▸ AVAILABLE RECORDS
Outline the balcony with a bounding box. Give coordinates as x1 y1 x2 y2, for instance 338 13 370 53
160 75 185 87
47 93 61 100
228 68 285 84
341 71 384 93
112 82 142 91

▸ WHAT YOU ARE ASKED TO DO
Please copy all of the data above line for line, with no changes.

▸ OUTPUT
Outline the balcony with a bounding box. Give coordinates as x1 y1 x2 y2, for instance 338 13 370 53
160 75 185 87
47 93 61 100
228 68 285 84
341 71 384 93
112 82 142 91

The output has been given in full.